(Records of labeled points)

----

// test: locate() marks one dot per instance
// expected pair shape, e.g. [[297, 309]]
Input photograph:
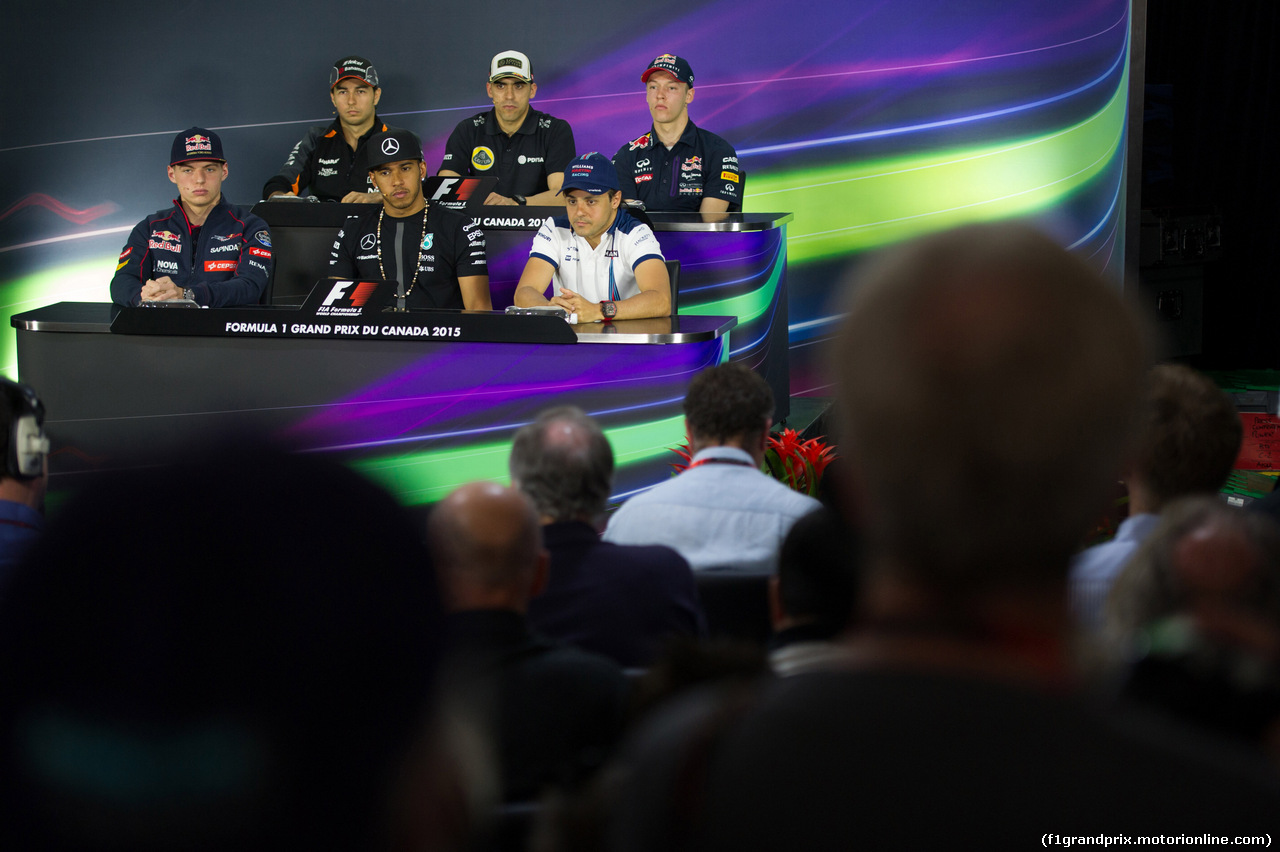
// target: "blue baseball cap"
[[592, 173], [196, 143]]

----

Prompt: Update the listing above by replacing "photograph" with "image" and keep every other line unchanged. Leave the pictures out of your answer.

Reply:
// test: locate() marks one dot per instance
// expected pair shape, e.g. [[297, 309]]
Input image:
// target: "blue baseball cap"
[[592, 173], [196, 143]]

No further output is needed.